EXCERPTED TEXT:
##############################

I wish I could be more help. I know its a question that lots of us will have to face and it seems so unfair.

I am sure that you will get lots of support from many people on FF who know exactly what you are going through. I hope that will help a tiny little bit.

Take care, lots of love

Frankie xxx


----------



## Shoe Queen

Agathe

You poor thing, I totally know what you must be going through. I myself am desperate to give my dd a sibling.  We had 2 IUIs & 2 ICSI to conceive her and I thought that would be it but the longing for another child completely overwhelmed me.  I had a further FET and another ICSI last year which resulted in a BFP but sadly I m/c - we were devasted but I didnt want to give up.  Unfortunately due to the cost and emotional expense we decided to give up on tx but have not given up on the idea of having another child.  We are now hoping to adopt.  During our process my dh inherited quite a bit of money and we were again faced with the option of paying for tx but after a long consideration we decided to stick with our decision to adopt instead.

Only you can decide the way forward whether to continue on with tx and if we'd had the money initially I probably would have too but since looking at other avenues I am happy with the decision we have come to.  Only you know what is right for you and your family and I hope you have success whatever decision you come to. 

x


----------



## leppyloo

Hi Agathe,

Your little boy - won't be 'little' for very long.  So if you feel that this whole process is spoiling your time with him, maybe that is a reason for stopping or at least postponing treatment.  

I can completely empathise.  I have TTC since my son was about 18 months - so coming up to 3 years now.  However I just tried Clomid and herbs and stuff like that.  I am kicking myself for not starting IVF in 2008!  I don't feel it has totally spoilt my time with him but it has dragged me down over the years and I feel as if I've put my life on hold a bit.  2 miscarriages have added to the gloom ... and all of this sadness takes away from my happy times with Sam.  I also initially felt quite panicky about never having another baby.    As I started to put Sam's baby stuff away - my heart ached.  But as time has gone on - I'm feeling a bit better about it.  I want to enjoy every step of Sam's development and I'm focussed on that now.

So I've decided to try IVF this year and depending on the outcome of the 1st TX ... I might try up to 3 times and then stop.  I think it is good to have a deadline.

Have you tried any holistic therapies?  I can recommend reflexology for general well being and relaxation.  And I have been having acupuncture for a few months to help prepare me for IVF.  

Take Care

Lee x


----------



## ICSI CHICK

Hi Agathe

I have just read your post and you are feeling exactly the way I feel right now!

I had my DD after my second ICSI in 2005 - she was born December 2005.  Since then we have had 1 FET then a fresh cycle of ICSI which after 2 fantastic embryos, resulted in a BFN this year (May).

##############################

ACTIVITIES:
A – Translate this sentence from the forum thread into Spanish: "I think it is good to have a deadline."
B – Print the passage of the forum thread that starts at the words "I had my DD" and ends after the words "this year (May).".
The listing has no connection to the forum thread.

AVAILABLE DATA:
##############################

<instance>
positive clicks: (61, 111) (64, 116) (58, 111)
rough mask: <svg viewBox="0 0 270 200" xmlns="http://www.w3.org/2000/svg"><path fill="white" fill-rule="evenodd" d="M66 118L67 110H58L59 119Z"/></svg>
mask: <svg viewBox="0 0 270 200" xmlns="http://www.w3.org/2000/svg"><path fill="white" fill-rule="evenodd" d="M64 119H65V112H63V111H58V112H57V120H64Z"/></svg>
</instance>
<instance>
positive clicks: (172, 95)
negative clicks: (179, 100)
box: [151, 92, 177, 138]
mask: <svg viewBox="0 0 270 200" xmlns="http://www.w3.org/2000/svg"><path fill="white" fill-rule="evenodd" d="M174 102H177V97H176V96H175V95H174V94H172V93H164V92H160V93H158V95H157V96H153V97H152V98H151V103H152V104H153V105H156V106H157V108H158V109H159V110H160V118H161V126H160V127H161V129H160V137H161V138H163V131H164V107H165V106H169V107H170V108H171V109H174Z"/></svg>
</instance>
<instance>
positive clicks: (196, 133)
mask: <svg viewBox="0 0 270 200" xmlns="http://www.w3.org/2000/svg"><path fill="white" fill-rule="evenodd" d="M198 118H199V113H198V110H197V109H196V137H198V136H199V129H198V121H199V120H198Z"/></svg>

##############################

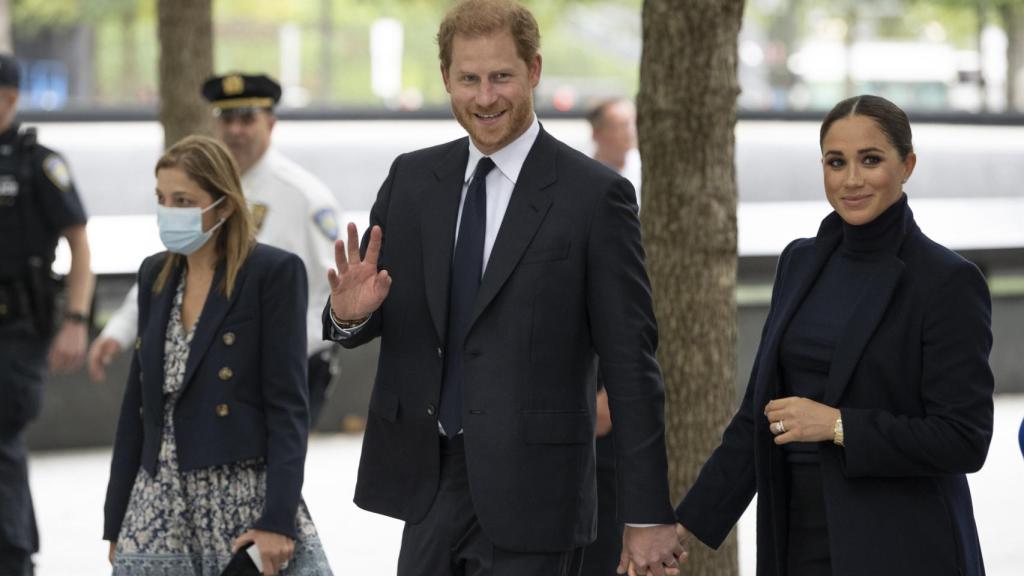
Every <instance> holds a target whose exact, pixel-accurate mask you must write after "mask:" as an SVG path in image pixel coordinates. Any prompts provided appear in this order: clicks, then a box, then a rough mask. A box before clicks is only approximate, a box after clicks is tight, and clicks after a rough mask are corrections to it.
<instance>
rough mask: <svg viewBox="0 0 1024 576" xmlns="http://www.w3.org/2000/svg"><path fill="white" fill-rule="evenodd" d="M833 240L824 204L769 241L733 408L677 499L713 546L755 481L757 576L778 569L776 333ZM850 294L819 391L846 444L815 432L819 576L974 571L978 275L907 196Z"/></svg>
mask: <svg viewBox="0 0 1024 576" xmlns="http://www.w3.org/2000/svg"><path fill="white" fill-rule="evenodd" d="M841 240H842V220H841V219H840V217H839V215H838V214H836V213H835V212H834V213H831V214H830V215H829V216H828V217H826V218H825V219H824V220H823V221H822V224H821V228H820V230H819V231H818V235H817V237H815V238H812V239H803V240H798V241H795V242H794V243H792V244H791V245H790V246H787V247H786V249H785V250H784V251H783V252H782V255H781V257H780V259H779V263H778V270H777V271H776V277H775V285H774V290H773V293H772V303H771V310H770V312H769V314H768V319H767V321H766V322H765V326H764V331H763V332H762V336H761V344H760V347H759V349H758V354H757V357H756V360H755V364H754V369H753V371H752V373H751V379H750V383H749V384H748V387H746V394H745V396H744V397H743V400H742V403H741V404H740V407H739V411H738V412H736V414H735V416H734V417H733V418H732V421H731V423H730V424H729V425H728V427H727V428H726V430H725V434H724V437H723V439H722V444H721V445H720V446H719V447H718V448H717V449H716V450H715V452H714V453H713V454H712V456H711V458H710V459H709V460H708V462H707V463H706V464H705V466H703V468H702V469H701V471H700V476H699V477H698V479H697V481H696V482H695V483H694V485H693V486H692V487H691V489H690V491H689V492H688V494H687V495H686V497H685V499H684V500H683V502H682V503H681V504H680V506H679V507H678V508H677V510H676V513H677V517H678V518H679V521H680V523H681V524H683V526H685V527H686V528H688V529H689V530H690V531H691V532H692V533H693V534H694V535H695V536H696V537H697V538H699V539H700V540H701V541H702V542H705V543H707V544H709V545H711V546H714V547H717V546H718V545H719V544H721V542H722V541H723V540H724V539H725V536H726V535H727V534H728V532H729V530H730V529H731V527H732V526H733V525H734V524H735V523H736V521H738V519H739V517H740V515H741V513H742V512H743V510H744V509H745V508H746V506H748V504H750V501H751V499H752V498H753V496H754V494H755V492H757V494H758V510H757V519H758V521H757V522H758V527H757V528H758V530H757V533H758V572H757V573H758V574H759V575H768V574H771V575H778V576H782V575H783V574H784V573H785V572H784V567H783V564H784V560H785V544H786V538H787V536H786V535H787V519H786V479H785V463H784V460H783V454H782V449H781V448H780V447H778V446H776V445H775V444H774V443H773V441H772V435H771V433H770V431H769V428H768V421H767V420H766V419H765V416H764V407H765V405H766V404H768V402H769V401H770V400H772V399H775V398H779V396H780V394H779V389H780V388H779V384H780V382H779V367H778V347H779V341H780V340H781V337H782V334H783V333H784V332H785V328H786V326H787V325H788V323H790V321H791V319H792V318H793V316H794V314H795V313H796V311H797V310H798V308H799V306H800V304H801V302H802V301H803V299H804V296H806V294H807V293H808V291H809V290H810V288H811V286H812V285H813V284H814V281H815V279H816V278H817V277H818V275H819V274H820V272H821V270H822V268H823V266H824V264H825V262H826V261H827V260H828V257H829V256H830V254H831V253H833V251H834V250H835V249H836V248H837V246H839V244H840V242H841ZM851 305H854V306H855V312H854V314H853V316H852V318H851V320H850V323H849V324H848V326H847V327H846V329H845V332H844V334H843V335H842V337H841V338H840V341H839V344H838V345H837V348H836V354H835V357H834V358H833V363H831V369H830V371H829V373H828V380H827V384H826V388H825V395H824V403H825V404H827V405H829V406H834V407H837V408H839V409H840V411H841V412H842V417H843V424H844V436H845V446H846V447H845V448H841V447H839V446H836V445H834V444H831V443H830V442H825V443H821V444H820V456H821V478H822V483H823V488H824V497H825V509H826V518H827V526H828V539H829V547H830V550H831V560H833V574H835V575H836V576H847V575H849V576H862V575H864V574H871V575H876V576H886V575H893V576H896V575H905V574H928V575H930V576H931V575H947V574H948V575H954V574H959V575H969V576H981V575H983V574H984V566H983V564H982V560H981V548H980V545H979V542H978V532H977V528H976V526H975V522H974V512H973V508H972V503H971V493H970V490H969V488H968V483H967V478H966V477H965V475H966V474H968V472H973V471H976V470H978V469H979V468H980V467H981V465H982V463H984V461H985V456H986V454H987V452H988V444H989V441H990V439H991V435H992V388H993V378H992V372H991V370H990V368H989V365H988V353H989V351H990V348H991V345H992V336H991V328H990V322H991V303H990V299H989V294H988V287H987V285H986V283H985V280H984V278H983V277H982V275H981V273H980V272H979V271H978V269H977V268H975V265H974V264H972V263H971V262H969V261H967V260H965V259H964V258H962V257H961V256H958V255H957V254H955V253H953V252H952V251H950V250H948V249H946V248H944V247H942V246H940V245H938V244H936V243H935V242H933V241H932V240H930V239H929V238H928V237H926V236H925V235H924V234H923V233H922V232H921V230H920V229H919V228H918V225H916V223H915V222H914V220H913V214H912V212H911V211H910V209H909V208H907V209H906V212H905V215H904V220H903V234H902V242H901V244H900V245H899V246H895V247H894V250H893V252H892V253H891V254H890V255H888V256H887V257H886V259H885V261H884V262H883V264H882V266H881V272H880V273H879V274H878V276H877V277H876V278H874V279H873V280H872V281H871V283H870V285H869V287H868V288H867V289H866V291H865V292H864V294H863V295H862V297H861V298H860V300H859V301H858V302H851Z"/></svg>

##############################

SOLUTIONS TO THE PROBLEMS:
A – Creo que es bueno tener una fecha límite.

B –
I had my DD after my second ICSI in 2005 - she was born December 2005.  Since then we have had 1 FET then a fresh cycle of ICSI which after 2 fantastic embryos, resulted in a BFN this year (May).